> [KURZE AUFGABE 1]: Stimmen die Aussagen (a) bis (c) mit dem Textauszug überein? Beantworte jede mit Ja oder Nein und zitiere die entscheidenden Worte wörtlich. (a) Eine Distanz von ein paar Wochen tut einer Freundschaft laut Textauszug meistens gut. (b) Die schreibende Person fährt ohne Unterbrechung nach Hause. (c) In den fernen Gefilden gab es frische Pfifferlinge.
> [KURZE AUFGABE 2]:
Beantworte diese Fragen zum Textauszug kurz:
(a) Was könnte K in den Briefkasten geworfen haben?
(b) Wann ist die schreibende Person wieder zu Hause?
(c) Welches Gemüse mag die schreibende Person so sehr?
> [KURZE AUFGABE 3]: Gib den Abschnitt des Textauszugs von „Große Ferien 28“ bis „ein ganzes Rudel.“ wortgetreu wieder.

> [TEXTAUSZUG]:
+ + +

Und die alten Freunde? Tja, mit wem nehme ich wieder (und wann?) Kontakt auf? Keine leichte Frage. Eine Distanz von ein paar Wochen tut einer Freundschaft meistens sehr gut. Was aber, wenn die Freunde sich so verändert haben, dass die Freundschaft leiden oder Kratzer bekommen könnte?

In der Kindheit passierte das gar nicht so selten. Selbst beste Freunde erschienen nach einem für Wochen abgebrochenen Kontakt plötzlich wie sehr fremde Gestalten, die längst auf anderen Fährten unterwegs waren und einen seltsam veränderten Geschmack ausgebildet hatten. Man musste sich erst wieder aneinander gewöhnen – und manchmal klappte das nicht mehr, und die Freundschaft ging ein für alle Mal in die Brüche.

Herrgott, ich sollte nicht mit so dunklen Gedanken zurückkehren. Vielleicht hat ausgerechnet P mir eine Blume vor die Haustür gestellt, die ich jetzt den Herbst hindurch zum Blühen animieren darf. K könnte mir ihre neue CD in den Briefkasten geworfen haben. Ganz zu schweigen von A, die vielleicht einen Kuchen oder … – ich höre hier lieber mal auf. Morgen bin ich wieder zu Hause.

 

Große Ferien 28 – Coda 2

Wie fährt man (nach langem Aufenthalt in fernen Gefilden) „zurück“? Fährt man beim „Zurückfahren“ heim? Fährt man „nach Hause“? Und wie macht man das nun genau? Am Stück? In zig Stunden, mit kurzen Pausen? Oder in kleinen Etappen?

Ich fahre nicht heim. Ich fahre höchstens Richtung Zuhause. Während ich fahre, mache ich Halt, immer wieder, geleitet vom Zufall. Ein Ortsname, ein Flüsschen oder ein Stand mit frischen Pfifferlingen am Wegrand. Frische Pfifferlinge! In den fernen Gefilden gab es die nicht, beinahe hätte ich schon vergessen, dass es überhaupt welche gibt. Jetzt aber gibt es sie wieder, sogar gebraten, mit ihnen ist der Herbst plötzlich da. Und Radieschen! Ich mag doch Radieschen so sehr, jetzt esse ich gleich ein ganzes Rudel.

+ + +

> [BEREITGESTELLTES MATERIAL]:
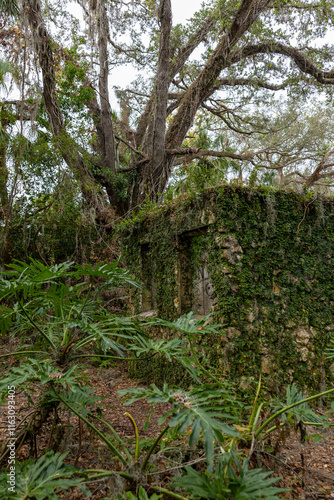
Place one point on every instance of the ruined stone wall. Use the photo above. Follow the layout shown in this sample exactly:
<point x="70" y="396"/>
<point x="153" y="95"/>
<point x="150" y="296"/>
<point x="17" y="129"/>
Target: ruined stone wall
<point x="260" y="261"/>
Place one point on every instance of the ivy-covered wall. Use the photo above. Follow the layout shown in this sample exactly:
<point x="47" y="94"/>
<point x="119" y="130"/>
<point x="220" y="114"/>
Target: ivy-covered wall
<point x="270" y="258"/>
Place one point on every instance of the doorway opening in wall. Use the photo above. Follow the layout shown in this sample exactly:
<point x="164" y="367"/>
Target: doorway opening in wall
<point x="149" y="288"/>
<point x="195" y="288"/>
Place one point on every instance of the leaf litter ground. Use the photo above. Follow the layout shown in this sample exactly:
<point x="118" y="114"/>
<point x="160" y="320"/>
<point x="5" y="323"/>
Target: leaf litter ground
<point x="308" y="469"/>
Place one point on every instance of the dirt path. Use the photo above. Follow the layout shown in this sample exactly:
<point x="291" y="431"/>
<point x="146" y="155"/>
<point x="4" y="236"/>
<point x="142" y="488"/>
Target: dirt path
<point x="306" y="468"/>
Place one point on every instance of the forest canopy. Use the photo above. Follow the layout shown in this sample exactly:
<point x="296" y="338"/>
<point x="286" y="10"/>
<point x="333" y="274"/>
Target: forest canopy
<point x="244" y="90"/>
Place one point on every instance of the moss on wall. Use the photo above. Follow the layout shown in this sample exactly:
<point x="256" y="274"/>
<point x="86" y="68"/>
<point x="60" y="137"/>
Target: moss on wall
<point x="270" y="256"/>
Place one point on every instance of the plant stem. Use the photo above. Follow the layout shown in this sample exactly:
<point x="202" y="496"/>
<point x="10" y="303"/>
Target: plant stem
<point x="283" y="410"/>
<point x="108" y="443"/>
<point x="23" y="352"/>
<point x="116" y="436"/>
<point x="168" y="493"/>
<point x="151" y="450"/>
<point x="105" y="473"/>
<point x="35" y="325"/>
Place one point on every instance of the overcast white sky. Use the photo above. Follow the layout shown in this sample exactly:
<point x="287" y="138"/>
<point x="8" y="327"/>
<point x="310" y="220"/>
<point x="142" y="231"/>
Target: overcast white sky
<point x="182" y="11"/>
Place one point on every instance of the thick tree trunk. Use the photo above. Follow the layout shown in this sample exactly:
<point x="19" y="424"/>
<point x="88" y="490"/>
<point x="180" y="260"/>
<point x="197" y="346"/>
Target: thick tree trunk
<point x="70" y="151"/>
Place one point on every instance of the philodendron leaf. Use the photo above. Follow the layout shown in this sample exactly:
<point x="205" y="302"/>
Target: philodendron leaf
<point x="201" y="408"/>
<point x="232" y="479"/>
<point x="43" y="479"/>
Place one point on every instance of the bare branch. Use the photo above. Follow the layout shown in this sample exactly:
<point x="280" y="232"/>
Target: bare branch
<point x="301" y="60"/>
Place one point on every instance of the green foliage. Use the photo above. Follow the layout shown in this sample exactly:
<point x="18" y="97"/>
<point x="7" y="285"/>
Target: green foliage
<point x="56" y="304"/>
<point x="46" y="478"/>
<point x="142" y="495"/>
<point x="202" y="408"/>
<point x="278" y="285"/>
<point x="232" y="479"/>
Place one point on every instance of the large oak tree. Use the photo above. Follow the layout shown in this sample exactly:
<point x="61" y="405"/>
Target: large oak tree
<point x="255" y="44"/>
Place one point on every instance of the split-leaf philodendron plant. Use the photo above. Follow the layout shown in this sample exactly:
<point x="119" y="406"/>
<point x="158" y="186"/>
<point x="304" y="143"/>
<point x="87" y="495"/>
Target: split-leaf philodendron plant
<point x="58" y="322"/>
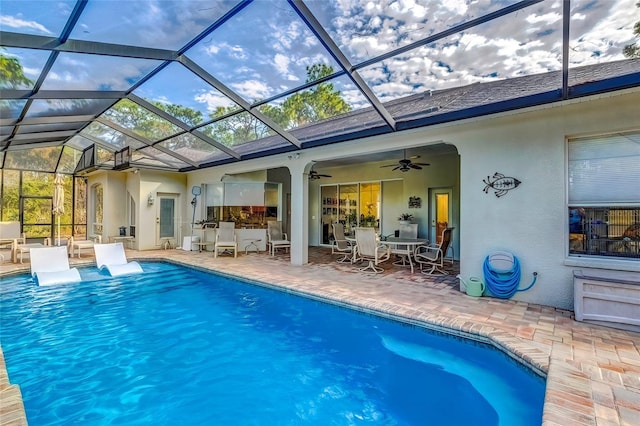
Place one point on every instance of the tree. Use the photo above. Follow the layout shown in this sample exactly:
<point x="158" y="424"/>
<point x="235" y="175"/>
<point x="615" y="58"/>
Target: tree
<point x="633" y="50"/>
<point x="308" y="106"/>
<point x="12" y="74"/>
<point x="314" y="104"/>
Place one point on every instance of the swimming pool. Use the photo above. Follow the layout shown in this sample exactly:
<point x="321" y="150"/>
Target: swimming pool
<point x="180" y="346"/>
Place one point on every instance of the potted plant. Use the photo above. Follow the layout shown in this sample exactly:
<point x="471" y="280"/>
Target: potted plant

+ + +

> [ERGEBNIS DER ÜBUNG 1]:
(a) Ja: „Eine Distanz von ein paar Wochen tut einer Freundschaft meistens sehr gut.“
(b) Nein: „Während ich fahre, mache ich Halt, immer wieder, geleitet vom Zufall.“
(c) Nein: „In den fernen Gefilden gab es die nicht“

> [ERGEBNIS DER ÜBUNG 2]:
(a) Ihre neue CD.
(b) Morgen.
(c) Radieschen.

> [ERGEBNIS DER ÜBUNG 3]:
Große Ferien 28 – Coda 2

Wie fährt man (nach langem Aufenthalt in fernen Gefilden) „zurück“? Fährt man beim „Zurückfahren“ heim? Fährt man „nach Hause“? Und wie macht man das nun genau? Am Stück? In zig Stunden, mit kurzen Pausen? Oder in kleinen Etappen?

Ich fahre nicht heim. Ich fahre höchstens Richtung Zuhause. Während ich fahre, mache ich Halt, immer wieder, geleitet vom Zufall. Ein Ortsname, ein Flüsschen oder ein Stand mit frischen Pfifferlingen am Wegrand. Frische Pfifferlinge! In den fernen Gefilden gab es die nicht, beinahe hätte ich schon vergessen, dass es überhaupt welche gibt. Jetzt aber gibt es sie wieder, sogar gebraten, mit ihnen ist der Herbst plötzlich da. Und Radieschen! Ich mag doch Radieschen so sehr, jetzt esse ich gleich ein ganzes Rudel.